### Instruction
From the line that holds "the blue ocean" to the last line of the data, copy everything exactly; leave out all the rest.

## start Available records

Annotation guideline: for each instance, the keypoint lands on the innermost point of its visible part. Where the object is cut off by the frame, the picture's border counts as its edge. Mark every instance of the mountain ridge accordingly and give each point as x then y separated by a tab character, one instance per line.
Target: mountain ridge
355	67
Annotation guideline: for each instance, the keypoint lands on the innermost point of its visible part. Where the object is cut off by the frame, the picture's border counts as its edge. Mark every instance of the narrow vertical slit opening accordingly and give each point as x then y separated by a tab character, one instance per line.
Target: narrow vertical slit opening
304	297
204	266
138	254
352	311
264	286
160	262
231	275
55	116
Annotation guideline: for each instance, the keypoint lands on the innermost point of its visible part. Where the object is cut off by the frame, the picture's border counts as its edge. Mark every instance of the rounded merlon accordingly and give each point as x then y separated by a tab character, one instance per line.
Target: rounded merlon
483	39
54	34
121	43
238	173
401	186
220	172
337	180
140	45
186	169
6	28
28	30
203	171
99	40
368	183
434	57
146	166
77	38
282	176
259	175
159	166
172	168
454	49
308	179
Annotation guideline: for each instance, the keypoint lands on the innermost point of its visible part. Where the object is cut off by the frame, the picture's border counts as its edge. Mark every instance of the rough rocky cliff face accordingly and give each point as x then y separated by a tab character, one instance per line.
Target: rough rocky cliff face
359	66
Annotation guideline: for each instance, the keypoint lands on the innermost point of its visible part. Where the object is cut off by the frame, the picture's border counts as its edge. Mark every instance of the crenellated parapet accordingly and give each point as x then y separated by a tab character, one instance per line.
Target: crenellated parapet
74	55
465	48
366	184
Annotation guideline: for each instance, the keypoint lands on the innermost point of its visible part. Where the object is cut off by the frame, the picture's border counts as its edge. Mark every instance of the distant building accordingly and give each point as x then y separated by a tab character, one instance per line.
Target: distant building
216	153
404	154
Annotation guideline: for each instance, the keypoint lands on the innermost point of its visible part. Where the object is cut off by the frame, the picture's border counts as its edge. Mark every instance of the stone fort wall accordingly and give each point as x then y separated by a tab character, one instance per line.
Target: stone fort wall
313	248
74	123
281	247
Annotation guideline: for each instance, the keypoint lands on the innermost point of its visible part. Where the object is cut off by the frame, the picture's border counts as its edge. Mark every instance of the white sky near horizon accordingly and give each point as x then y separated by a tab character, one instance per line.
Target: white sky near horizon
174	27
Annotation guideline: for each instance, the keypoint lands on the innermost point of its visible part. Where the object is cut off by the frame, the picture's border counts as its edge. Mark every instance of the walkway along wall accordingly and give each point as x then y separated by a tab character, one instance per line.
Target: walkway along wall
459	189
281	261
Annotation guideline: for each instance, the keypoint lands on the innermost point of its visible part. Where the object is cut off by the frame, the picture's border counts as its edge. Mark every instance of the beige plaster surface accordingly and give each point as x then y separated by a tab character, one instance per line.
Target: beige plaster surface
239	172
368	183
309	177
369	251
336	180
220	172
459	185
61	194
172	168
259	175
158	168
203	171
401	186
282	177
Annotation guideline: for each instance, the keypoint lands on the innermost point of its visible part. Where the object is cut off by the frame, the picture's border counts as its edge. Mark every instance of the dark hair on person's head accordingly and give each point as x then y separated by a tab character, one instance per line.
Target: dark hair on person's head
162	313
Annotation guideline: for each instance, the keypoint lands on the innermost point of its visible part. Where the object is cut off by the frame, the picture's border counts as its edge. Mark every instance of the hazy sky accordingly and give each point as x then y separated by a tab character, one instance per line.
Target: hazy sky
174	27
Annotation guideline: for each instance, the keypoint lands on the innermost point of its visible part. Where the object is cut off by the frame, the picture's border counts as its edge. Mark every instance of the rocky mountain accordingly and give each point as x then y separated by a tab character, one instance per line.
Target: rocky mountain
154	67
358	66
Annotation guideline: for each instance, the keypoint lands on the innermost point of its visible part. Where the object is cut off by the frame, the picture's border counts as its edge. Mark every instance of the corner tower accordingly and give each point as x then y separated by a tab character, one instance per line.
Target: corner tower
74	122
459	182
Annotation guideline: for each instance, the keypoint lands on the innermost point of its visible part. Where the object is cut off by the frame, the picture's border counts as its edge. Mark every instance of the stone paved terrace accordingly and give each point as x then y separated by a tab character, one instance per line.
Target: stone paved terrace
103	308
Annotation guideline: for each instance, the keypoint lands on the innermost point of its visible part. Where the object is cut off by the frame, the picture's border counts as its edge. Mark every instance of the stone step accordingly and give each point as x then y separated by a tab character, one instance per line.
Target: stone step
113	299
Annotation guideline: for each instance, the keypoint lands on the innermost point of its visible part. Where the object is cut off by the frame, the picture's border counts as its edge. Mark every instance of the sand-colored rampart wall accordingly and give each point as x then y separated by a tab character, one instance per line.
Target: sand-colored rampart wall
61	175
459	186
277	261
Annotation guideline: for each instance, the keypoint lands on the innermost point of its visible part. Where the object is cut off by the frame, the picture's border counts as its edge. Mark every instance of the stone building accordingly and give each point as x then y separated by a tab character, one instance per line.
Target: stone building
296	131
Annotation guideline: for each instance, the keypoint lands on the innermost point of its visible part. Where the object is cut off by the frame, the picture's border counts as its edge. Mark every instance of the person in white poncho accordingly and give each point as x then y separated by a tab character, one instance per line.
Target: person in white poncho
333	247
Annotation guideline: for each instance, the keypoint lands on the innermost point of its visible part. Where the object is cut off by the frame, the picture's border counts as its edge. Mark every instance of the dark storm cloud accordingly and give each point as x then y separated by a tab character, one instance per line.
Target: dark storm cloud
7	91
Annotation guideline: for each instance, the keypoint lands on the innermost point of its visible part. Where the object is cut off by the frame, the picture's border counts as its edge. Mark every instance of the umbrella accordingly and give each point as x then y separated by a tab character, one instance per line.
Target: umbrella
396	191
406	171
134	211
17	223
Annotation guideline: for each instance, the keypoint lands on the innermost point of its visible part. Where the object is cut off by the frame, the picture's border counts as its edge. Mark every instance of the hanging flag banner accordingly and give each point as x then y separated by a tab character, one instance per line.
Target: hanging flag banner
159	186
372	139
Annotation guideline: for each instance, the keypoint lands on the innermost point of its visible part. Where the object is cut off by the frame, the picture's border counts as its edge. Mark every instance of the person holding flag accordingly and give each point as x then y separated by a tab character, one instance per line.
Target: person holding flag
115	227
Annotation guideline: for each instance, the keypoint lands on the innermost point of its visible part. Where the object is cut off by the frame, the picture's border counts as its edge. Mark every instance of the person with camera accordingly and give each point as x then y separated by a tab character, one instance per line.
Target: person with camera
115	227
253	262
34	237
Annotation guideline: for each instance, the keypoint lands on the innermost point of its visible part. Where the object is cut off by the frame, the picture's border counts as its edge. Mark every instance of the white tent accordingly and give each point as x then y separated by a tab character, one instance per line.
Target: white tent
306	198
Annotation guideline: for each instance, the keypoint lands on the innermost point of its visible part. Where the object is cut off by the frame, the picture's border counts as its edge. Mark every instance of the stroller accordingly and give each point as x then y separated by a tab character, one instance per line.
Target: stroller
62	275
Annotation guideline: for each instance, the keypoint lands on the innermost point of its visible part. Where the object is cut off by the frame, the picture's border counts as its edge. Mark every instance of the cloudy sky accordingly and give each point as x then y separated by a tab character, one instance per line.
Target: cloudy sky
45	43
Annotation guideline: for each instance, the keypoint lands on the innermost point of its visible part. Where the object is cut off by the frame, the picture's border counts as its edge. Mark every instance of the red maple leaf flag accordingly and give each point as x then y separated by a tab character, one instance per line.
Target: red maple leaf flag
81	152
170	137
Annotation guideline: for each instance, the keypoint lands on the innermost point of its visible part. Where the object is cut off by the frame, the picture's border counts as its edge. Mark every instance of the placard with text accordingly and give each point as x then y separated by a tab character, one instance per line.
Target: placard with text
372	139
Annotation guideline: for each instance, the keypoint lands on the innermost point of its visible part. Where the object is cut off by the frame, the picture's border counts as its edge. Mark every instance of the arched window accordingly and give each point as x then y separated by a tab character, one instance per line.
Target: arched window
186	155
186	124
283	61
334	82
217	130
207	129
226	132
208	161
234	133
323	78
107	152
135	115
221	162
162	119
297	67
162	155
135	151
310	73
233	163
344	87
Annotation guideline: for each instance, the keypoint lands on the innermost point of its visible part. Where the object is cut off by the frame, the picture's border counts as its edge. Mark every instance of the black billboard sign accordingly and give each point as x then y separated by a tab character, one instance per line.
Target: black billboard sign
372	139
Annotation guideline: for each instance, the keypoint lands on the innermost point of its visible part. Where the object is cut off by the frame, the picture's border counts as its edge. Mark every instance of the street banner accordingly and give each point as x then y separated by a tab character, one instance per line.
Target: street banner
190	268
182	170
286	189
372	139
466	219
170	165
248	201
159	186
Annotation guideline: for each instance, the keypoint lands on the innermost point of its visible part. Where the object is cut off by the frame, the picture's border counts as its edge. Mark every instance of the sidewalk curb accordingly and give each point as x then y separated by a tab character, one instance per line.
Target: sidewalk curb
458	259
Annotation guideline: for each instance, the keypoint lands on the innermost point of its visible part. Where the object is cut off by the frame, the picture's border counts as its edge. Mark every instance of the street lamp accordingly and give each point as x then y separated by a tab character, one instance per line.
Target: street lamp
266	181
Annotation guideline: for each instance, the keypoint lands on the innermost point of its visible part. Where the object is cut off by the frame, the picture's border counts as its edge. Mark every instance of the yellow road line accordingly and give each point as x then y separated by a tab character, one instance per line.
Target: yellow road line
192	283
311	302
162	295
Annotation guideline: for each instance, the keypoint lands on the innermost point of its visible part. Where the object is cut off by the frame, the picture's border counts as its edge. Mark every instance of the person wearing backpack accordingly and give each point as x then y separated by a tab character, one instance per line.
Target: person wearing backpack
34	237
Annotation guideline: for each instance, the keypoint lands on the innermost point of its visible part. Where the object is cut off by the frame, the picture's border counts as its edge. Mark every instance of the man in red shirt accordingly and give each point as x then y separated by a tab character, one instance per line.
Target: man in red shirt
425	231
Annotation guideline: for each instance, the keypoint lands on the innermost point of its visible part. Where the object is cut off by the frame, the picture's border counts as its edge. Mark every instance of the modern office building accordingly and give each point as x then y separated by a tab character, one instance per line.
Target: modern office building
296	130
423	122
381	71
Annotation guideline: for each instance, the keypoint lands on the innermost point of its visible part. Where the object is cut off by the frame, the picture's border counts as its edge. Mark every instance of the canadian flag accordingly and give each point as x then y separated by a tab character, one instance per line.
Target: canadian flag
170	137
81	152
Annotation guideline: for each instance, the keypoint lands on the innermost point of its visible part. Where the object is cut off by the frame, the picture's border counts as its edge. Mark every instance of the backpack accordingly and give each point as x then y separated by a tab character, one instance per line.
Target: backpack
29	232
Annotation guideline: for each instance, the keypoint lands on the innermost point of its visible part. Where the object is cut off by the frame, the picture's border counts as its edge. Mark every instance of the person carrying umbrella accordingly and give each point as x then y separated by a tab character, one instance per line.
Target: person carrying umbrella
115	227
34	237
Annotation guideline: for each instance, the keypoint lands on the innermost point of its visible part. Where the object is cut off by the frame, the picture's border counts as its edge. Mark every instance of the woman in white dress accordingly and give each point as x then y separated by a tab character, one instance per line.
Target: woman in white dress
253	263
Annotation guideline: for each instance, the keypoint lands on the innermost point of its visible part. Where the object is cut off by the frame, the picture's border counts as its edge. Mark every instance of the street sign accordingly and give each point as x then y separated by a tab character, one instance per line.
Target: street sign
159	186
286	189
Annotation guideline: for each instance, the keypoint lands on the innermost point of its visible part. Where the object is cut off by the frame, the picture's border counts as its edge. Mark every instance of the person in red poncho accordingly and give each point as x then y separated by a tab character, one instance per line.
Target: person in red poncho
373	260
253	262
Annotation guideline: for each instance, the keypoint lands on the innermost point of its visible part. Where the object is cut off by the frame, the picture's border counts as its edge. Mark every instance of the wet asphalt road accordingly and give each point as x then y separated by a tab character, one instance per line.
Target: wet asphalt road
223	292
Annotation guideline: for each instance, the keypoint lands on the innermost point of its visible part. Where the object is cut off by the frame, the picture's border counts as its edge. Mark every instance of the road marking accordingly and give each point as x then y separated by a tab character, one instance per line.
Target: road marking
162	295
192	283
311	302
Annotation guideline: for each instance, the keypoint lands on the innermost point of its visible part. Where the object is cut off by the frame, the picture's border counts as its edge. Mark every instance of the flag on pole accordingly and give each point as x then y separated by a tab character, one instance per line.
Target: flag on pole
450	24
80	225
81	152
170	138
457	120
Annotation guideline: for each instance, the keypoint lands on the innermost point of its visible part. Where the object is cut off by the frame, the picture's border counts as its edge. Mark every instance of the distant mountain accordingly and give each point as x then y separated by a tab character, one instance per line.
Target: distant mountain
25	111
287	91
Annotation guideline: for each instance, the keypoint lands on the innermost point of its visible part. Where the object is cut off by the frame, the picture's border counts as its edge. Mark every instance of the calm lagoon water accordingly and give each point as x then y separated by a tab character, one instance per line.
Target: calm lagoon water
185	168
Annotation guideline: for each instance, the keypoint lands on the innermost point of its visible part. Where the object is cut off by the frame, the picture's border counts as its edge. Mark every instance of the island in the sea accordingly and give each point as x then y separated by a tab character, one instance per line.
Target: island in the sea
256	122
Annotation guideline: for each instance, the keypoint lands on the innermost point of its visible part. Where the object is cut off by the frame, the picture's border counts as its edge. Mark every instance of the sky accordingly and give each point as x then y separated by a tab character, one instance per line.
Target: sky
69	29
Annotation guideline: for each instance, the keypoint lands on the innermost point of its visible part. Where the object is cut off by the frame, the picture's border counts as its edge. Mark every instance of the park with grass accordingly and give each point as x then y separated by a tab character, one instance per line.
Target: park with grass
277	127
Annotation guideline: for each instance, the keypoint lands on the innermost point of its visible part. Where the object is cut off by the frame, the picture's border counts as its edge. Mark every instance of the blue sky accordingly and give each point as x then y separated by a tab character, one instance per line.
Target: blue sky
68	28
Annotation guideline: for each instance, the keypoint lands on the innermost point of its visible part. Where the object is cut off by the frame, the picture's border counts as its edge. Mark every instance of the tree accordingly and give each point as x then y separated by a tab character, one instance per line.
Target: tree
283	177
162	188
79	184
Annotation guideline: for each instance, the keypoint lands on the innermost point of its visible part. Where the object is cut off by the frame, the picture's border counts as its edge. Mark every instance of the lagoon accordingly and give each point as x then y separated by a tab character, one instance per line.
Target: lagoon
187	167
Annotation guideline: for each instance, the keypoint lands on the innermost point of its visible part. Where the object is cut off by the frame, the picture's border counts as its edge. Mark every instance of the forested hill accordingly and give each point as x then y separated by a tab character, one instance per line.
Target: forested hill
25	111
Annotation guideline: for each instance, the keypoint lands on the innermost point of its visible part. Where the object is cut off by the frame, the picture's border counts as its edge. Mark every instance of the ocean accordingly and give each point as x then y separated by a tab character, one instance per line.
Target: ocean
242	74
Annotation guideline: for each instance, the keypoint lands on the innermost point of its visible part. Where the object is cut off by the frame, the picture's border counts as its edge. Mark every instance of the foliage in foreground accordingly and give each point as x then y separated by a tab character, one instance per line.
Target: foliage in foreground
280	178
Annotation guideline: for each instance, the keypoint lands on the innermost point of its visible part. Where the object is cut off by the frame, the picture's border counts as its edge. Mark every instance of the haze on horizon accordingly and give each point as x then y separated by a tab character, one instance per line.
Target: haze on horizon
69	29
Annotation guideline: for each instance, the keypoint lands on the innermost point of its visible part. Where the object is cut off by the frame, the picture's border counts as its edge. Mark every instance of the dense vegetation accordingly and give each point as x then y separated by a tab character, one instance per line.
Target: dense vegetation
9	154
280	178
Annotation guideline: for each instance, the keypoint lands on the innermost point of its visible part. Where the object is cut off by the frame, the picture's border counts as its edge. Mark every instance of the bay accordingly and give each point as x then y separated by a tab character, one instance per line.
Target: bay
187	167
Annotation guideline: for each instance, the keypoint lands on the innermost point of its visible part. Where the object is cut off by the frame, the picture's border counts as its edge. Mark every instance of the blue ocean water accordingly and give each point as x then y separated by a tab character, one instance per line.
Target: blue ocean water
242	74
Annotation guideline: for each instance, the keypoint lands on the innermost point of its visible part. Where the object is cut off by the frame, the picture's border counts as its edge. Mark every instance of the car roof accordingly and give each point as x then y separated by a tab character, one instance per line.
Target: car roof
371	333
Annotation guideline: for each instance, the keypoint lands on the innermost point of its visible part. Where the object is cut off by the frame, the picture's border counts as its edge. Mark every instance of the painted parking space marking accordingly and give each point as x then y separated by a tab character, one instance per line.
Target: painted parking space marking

## end Available records

### Task solution
Annotation guideline: for each instance, the keypoint lands on the innermost point of its visible part. Where the object is cut off by the frame, the picture's border counts as its edge. Mark every instance of the blue ocean water accordingly and give each point as x then y separated by a tab character, one instance per line.
Target: blue ocean water
242	74
Annotation guideline: for each instance, the keypoint lands on the innermost point of its visible part. Where the object is cut off by the frame, the picture's border counts as its edge. Mark every instance of the car roof accordingly and give each point as x then y separated by a tab character, one instance per line.
Target: car roof
371	333
Annotation guideline: for each instance, the keypoint lands on the innermost point of its visible part. Where the object is cut off by the frame, the picture's border counts as its edge. Mark every instance of the painted parking space marking accordingly and give each point as x then y separated by a tab character, one instance per line.
Target: painted parking space marking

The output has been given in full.